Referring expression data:

********************

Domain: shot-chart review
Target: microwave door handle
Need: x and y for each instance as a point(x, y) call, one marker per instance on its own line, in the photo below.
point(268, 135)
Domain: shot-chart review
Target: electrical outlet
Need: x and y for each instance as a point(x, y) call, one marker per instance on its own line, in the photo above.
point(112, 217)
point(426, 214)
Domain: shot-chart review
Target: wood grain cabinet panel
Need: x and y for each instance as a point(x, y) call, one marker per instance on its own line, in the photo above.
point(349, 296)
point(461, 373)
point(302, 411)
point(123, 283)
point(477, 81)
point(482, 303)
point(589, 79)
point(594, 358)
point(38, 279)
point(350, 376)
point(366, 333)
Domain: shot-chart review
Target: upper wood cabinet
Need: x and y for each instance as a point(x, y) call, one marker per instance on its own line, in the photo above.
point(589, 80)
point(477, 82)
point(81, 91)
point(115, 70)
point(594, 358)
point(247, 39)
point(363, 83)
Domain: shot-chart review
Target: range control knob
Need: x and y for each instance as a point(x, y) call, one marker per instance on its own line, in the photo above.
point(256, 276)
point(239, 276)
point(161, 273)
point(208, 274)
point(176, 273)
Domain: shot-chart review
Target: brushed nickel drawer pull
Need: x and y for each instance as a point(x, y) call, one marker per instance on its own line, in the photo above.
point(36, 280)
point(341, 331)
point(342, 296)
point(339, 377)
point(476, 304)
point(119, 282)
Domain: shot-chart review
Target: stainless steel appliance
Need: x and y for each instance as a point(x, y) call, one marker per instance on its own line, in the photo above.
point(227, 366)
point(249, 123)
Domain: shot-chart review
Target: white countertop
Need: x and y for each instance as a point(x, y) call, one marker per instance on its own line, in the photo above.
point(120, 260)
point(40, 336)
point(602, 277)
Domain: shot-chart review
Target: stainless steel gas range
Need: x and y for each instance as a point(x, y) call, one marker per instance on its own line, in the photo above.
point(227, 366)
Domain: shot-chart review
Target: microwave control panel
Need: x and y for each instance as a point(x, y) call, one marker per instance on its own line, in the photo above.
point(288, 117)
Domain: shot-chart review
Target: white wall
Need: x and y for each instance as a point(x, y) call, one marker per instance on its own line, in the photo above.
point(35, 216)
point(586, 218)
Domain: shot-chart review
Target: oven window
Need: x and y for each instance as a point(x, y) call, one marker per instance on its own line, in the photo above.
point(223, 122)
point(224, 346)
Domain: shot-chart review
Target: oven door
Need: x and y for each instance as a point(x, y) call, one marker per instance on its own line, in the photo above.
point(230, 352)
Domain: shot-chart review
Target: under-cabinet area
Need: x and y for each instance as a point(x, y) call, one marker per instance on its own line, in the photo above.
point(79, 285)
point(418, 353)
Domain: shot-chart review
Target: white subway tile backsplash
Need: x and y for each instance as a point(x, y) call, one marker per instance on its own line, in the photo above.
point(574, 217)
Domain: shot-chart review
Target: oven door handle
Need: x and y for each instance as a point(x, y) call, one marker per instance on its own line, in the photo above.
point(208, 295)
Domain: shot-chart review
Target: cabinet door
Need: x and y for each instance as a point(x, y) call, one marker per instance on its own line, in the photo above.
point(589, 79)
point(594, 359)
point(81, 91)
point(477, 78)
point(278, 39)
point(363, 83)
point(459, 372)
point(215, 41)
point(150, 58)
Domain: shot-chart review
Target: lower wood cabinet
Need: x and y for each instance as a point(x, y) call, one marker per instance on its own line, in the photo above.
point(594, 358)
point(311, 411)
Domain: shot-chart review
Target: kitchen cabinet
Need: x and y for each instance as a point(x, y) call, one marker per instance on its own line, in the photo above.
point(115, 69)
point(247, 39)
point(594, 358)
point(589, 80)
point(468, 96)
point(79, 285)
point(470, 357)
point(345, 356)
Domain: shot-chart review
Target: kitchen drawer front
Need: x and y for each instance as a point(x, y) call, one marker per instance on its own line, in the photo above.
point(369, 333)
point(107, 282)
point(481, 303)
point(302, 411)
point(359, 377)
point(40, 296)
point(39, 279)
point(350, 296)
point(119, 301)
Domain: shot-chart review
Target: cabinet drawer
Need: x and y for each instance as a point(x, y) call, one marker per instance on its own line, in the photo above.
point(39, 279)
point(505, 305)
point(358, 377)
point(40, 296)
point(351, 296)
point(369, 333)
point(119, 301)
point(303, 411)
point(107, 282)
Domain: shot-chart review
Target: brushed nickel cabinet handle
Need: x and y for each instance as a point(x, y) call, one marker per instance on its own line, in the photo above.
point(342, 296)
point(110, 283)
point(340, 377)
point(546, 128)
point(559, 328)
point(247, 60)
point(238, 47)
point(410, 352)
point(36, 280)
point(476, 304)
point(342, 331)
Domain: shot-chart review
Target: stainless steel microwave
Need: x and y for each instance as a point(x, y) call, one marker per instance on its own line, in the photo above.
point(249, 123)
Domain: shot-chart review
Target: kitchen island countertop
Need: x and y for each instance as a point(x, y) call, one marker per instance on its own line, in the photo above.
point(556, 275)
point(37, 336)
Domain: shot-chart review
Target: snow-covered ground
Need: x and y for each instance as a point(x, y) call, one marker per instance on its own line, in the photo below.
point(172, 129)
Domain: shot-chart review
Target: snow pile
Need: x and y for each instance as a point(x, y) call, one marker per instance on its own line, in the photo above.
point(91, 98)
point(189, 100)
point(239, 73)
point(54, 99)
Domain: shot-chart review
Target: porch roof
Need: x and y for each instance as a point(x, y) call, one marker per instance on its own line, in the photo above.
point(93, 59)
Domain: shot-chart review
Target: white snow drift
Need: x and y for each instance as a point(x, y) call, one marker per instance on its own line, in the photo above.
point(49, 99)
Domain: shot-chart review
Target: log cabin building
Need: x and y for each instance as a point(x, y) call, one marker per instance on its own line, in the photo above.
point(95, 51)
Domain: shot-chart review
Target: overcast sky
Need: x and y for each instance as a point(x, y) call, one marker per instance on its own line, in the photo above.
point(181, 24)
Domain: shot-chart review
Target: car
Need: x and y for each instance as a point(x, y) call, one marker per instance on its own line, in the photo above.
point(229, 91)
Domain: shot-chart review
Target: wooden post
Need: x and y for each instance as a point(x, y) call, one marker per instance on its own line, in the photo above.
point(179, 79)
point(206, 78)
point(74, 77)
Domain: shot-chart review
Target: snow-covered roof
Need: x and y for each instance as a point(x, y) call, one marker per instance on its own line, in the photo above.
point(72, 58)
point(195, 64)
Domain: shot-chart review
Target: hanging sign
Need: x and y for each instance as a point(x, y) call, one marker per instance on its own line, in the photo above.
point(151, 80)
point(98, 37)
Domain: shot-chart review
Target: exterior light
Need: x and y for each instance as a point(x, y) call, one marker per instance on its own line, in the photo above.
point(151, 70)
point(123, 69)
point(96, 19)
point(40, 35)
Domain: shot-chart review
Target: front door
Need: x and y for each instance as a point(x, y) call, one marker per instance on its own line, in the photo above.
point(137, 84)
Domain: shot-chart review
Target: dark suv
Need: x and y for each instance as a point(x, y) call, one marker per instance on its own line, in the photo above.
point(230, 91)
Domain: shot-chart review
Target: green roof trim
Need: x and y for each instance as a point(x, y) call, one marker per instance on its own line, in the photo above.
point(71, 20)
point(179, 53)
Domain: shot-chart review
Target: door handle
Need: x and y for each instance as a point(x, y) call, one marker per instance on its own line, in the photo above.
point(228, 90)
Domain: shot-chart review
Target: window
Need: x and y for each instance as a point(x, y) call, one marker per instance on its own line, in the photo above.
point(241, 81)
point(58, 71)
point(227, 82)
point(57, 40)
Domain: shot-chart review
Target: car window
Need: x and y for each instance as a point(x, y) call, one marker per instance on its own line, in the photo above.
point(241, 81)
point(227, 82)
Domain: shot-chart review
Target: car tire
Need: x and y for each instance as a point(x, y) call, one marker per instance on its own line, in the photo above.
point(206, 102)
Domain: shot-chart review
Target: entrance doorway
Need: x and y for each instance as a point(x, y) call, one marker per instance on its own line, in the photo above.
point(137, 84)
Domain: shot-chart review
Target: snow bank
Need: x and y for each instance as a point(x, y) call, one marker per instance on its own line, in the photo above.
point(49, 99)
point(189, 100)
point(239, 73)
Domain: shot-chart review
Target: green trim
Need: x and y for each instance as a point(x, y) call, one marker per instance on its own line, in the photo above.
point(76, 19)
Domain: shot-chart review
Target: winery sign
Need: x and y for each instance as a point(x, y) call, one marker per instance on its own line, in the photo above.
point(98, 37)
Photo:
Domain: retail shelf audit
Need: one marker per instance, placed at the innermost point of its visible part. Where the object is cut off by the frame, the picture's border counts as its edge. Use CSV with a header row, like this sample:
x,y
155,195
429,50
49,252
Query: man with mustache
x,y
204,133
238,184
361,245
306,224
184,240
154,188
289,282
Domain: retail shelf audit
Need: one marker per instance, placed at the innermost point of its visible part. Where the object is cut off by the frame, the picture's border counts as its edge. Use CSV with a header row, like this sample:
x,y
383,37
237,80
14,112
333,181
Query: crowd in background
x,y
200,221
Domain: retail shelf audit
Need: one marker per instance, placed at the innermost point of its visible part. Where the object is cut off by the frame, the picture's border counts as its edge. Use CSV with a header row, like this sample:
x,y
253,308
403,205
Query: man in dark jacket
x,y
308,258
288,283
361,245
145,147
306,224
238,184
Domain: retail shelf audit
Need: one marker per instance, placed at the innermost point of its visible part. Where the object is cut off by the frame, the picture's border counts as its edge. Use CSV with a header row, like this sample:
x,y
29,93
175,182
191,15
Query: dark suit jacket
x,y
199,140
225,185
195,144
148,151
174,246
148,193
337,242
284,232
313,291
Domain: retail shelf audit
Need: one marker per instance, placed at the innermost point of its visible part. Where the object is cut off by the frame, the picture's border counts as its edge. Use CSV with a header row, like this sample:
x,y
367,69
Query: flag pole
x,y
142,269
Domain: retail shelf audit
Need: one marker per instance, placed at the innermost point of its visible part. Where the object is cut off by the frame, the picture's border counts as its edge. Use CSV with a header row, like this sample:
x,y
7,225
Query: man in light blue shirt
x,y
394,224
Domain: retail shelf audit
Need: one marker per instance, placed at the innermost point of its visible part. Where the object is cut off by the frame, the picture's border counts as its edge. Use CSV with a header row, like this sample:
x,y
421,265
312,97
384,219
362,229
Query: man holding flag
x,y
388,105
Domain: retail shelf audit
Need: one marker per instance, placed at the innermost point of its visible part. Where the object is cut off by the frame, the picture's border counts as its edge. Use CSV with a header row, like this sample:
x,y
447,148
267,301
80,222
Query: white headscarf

********************

WHAT THE TASK ASKS: Each line in the records above that contains the word "control" must be copied.

ANSWER TO THE PROBLEM:
Target: range control knob
Target: microwave control panel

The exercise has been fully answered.